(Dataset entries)
□ □ □ □ □ □ □

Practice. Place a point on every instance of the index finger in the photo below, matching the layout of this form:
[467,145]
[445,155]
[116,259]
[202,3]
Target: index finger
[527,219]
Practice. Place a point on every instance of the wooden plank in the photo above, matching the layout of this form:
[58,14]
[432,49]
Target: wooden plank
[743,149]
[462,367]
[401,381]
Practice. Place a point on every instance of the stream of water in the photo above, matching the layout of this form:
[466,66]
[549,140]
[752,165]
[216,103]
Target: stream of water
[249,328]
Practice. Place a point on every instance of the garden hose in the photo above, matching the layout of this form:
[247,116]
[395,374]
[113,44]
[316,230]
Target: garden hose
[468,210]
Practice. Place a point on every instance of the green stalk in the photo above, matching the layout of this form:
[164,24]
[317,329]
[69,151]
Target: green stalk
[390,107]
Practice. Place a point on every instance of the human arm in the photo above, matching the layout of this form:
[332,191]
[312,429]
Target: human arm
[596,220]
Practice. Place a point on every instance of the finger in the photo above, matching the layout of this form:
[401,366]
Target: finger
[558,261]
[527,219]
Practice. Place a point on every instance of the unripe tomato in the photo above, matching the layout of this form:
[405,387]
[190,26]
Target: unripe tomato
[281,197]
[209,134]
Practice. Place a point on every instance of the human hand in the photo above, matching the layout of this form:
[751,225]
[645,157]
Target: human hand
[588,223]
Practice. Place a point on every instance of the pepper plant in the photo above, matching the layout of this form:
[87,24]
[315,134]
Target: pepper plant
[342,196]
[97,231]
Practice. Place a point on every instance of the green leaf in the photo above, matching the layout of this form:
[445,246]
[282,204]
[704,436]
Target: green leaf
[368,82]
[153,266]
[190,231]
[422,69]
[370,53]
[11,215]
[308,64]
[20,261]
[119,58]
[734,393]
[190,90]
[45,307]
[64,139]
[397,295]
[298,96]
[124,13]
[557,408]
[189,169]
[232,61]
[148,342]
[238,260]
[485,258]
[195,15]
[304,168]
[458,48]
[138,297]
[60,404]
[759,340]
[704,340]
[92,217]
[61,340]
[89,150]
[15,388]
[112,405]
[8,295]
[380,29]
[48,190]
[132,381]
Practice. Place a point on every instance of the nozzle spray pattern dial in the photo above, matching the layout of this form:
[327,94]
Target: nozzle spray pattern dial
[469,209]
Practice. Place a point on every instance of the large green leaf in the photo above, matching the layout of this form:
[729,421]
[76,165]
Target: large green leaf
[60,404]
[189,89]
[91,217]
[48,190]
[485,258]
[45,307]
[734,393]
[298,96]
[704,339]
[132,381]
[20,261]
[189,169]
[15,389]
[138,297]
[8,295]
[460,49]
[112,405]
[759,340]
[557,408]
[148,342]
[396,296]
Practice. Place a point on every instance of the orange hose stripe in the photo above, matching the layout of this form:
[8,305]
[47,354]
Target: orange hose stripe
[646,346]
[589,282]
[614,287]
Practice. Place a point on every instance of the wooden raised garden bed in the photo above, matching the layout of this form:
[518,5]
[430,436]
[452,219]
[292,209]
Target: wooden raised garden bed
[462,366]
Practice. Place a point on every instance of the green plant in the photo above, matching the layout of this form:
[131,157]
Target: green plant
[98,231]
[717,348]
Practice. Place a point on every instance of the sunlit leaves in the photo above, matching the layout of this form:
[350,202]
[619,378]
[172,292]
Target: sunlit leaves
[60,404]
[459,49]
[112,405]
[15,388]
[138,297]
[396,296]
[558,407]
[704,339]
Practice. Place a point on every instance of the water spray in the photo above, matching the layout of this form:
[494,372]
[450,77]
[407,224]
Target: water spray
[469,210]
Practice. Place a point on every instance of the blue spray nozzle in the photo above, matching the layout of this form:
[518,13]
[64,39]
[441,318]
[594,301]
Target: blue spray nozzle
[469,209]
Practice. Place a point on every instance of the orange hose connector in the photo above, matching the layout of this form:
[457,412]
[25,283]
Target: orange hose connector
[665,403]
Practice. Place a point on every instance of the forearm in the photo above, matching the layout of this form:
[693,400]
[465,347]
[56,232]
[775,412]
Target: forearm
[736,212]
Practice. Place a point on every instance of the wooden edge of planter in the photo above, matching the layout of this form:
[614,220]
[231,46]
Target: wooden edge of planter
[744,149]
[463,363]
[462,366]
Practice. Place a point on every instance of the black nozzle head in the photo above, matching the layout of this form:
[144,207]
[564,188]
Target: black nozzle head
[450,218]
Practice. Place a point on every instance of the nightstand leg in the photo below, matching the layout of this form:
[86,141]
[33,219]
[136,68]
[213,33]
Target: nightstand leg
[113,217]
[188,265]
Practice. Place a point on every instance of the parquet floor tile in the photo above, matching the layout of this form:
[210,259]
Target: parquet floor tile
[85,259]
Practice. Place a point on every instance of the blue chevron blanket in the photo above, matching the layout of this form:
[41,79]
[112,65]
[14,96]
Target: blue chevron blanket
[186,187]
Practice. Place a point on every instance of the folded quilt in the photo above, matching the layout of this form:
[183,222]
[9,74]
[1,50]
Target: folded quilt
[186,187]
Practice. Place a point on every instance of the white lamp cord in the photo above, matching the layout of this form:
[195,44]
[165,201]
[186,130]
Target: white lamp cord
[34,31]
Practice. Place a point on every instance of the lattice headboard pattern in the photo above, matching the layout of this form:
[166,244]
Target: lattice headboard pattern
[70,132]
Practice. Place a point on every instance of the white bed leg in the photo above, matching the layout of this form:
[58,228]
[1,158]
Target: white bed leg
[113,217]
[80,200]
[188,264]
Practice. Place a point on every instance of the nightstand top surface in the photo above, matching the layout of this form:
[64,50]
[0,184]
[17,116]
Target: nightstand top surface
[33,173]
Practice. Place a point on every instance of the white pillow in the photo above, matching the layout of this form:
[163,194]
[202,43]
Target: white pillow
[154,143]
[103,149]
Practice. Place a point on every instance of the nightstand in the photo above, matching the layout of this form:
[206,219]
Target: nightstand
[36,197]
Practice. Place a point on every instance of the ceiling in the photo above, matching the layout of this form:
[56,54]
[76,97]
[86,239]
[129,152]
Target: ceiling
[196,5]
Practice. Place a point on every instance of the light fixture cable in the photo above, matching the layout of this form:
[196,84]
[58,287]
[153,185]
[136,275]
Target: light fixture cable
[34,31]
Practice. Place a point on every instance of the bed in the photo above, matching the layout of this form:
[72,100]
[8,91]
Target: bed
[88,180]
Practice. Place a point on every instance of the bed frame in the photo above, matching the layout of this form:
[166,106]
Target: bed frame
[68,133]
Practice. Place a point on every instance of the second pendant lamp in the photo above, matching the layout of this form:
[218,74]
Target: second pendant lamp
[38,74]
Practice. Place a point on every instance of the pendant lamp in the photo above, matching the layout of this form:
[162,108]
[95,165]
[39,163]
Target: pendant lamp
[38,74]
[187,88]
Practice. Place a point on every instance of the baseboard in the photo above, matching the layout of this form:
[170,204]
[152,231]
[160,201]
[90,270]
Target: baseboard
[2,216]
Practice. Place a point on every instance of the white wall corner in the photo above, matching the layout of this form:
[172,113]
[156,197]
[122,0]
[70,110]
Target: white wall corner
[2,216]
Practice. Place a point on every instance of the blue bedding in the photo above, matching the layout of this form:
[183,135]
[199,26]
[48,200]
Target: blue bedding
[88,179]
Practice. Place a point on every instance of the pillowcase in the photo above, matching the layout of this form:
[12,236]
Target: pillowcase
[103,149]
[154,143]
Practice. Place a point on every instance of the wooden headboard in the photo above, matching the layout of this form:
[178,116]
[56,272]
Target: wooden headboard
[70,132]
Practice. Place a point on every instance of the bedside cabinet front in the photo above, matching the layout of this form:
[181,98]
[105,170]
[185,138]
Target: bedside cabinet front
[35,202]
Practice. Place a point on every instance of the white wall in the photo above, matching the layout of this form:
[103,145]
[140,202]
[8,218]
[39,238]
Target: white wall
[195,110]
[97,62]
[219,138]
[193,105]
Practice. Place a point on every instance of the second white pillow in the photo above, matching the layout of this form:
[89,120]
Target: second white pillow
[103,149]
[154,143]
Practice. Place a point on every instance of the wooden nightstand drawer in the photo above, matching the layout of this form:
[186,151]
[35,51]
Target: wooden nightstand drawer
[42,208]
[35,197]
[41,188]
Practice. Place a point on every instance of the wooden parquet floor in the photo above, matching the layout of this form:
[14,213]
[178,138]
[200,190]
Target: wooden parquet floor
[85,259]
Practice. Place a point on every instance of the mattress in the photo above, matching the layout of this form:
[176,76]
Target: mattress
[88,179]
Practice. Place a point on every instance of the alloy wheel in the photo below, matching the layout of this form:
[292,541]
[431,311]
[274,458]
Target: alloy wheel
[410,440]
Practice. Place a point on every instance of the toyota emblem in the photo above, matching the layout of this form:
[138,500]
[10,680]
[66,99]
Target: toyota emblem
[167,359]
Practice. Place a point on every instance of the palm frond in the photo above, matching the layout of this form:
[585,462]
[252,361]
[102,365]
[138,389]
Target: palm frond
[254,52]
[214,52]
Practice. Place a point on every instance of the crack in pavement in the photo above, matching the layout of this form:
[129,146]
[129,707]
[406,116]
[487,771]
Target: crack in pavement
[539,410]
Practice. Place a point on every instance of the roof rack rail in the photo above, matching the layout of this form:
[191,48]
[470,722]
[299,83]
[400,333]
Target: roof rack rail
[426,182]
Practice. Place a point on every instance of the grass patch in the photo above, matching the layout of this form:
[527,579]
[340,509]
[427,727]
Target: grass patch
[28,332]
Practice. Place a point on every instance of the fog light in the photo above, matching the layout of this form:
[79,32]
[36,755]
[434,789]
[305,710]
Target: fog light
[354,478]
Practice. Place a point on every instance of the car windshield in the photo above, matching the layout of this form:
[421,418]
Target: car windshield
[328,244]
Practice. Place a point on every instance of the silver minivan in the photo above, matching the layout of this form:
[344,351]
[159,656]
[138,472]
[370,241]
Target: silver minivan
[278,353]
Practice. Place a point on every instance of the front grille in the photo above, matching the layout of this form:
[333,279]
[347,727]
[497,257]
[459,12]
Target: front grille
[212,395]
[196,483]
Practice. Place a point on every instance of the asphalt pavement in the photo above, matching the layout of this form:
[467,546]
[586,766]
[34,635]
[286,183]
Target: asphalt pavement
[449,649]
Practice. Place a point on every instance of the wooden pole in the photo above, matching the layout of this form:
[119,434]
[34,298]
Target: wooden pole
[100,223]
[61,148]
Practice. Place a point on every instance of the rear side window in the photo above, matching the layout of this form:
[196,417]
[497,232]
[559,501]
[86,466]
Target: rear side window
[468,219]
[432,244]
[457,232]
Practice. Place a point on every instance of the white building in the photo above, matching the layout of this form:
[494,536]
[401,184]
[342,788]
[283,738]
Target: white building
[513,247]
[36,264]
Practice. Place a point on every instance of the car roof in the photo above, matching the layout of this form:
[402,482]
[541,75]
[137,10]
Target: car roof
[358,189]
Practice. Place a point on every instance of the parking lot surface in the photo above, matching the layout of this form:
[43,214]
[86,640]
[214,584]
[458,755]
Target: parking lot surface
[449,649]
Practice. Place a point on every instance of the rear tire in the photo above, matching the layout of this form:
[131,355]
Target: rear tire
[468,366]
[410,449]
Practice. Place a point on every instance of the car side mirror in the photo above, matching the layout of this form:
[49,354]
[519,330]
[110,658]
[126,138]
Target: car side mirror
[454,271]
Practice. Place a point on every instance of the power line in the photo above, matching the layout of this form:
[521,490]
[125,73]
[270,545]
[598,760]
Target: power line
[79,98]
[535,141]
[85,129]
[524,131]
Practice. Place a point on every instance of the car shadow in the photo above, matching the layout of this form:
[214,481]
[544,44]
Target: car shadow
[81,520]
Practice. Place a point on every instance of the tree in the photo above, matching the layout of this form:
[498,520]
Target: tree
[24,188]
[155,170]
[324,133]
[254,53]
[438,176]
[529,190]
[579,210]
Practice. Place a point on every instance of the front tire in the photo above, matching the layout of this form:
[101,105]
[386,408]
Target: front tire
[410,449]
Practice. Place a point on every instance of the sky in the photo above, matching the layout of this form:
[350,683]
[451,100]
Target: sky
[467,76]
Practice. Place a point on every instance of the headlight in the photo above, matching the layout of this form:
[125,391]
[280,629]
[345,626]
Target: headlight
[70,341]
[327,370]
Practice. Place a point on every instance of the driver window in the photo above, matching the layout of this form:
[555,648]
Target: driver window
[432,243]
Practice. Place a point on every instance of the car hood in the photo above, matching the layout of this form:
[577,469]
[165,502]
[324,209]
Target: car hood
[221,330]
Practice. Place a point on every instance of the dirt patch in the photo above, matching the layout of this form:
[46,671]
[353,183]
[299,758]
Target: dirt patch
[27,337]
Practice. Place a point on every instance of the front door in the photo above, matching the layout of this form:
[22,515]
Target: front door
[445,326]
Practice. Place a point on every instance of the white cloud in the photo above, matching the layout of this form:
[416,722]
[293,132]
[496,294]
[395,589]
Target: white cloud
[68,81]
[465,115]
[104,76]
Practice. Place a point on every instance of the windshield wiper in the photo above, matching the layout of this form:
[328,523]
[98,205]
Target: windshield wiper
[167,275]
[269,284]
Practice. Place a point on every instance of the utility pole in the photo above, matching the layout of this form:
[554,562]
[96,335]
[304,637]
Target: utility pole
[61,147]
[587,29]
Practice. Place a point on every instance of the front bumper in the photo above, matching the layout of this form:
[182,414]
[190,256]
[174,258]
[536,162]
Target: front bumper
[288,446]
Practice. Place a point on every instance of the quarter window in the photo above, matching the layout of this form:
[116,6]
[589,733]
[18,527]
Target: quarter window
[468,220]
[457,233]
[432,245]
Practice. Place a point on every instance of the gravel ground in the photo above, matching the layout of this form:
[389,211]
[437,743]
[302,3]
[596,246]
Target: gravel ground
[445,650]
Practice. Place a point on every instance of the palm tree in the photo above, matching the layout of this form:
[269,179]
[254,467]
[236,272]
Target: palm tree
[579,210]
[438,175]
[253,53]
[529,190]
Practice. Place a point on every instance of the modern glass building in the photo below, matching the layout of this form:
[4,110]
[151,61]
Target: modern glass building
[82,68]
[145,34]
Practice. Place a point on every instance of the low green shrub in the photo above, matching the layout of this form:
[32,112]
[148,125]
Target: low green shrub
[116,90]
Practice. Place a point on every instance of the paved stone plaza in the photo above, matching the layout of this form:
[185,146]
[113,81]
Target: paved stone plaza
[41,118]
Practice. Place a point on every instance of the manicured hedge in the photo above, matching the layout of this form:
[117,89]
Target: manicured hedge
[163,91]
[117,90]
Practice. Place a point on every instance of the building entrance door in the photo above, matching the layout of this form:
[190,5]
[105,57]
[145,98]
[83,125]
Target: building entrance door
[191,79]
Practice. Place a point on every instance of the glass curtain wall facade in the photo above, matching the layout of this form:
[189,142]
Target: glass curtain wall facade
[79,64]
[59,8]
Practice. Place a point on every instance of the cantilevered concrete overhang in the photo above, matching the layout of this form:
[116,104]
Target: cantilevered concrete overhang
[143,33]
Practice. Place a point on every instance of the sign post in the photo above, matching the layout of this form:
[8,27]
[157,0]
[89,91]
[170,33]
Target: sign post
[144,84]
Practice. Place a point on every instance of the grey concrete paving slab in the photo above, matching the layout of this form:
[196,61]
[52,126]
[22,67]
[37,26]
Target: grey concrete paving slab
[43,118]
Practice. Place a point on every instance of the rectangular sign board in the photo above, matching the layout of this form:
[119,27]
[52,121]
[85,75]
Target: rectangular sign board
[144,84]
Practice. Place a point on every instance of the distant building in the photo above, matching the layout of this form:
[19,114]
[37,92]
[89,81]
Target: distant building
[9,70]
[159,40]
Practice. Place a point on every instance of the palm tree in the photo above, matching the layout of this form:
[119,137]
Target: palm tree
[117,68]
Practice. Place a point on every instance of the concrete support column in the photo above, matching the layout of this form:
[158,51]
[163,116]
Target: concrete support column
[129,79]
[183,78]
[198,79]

□ □ □ □ □ □ □

### Problem details
Where a line above contains the word "below", copy that line.

### Result for this task
Practice. Place a point on every instance of the index finger in the photo below, matching the layout of this form:
Practice. Place a point on every instance of the nightstand leg in the photo below, matching the layout of this form:
Practice. Place a point on every instance of the alloy wheel in the photo below, matching the layout of this form:
Practice. Place a point on every instance of the modern glass building in the photo below, matching the layout of this form:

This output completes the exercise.